WHAT YOU HAVE TO DO -
Reproduce every one of the entries below word for word, keeping each line unchanged.

RECORDS FOR THIS EXERCISE -
________________________________________
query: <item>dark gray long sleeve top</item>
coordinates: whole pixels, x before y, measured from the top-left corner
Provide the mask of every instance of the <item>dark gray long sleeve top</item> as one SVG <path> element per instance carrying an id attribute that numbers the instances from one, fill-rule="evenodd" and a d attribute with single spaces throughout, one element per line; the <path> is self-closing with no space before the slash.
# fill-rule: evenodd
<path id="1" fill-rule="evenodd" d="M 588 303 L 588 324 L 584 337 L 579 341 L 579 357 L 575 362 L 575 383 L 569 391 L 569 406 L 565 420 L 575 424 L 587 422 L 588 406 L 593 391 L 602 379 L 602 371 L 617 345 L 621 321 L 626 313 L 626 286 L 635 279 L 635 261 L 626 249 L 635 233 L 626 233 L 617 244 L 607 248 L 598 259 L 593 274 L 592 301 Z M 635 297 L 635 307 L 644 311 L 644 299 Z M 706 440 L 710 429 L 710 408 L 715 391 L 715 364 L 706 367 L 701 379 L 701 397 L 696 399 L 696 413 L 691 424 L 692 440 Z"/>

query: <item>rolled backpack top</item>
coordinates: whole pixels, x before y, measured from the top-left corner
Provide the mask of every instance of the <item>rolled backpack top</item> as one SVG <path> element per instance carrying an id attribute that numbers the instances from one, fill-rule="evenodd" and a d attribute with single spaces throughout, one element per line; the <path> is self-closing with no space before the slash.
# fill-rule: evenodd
________________________________________
ANSWER IN FULL -
query: <item>dark gray long sleeve top</item>
coordinates: whole pixels, x before y, measured from the top-left corner
Provide the mask of every instance of the <item>dark gray long sleeve top</item> as one SVG <path> element per instance carrying an id attribute that numbers the instances from one, fill-rule="evenodd" and a d attribute with single spaces throughout, one element per line; the <path> is self-closing with no space before the slash.
# fill-rule: evenodd
<path id="1" fill-rule="evenodd" d="M 588 303 L 588 324 L 584 337 L 579 341 L 579 357 L 575 362 L 575 383 L 569 391 L 569 406 L 565 420 L 575 424 L 587 422 L 588 406 L 593 391 L 602 379 L 602 371 L 617 345 L 621 321 L 626 313 L 626 286 L 635 279 L 635 261 L 626 249 L 635 233 L 626 233 L 617 244 L 607 248 L 598 259 L 593 274 L 592 301 Z M 635 297 L 635 307 L 644 311 L 644 299 Z M 706 440 L 710 429 L 710 408 L 715 391 L 715 364 L 706 367 L 701 379 L 701 397 L 696 399 L 696 413 L 691 424 L 692 440 Z"/>

query: <item>rolled backpack top</item>
coordinates: whole pixels, x before y, measured from the top-left corner
Provide the mask of every instance of the <item>rolled backpack top</item> as one SVG <path> element per instance carrying an id attribute that numbers the instances from one, fill-rule="evenodd" and a d attribute with single spaces throughout, one element per line; the <path> is self-closing with no space before the slash.
# fill-rule: evenodd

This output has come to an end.